WHAT IS EXPECTED: Print the records below word for word, with no changes.

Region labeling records
— START —

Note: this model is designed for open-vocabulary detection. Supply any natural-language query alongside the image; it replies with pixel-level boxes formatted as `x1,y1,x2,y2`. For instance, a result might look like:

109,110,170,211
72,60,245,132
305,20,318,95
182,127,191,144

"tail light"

— END —

SOLUTION FOR THIS PROBLEM:
Note: this model is designed for open-vocabulary detection. Supply any natural-language query alongside the image; it replies with pixel-level boxes formatted as `x1,y1,x2,y2`. For instance, a result might look like:

109,110,170,211
72,60,245,132
305,20,318,95
182,127,191,144

"tail light"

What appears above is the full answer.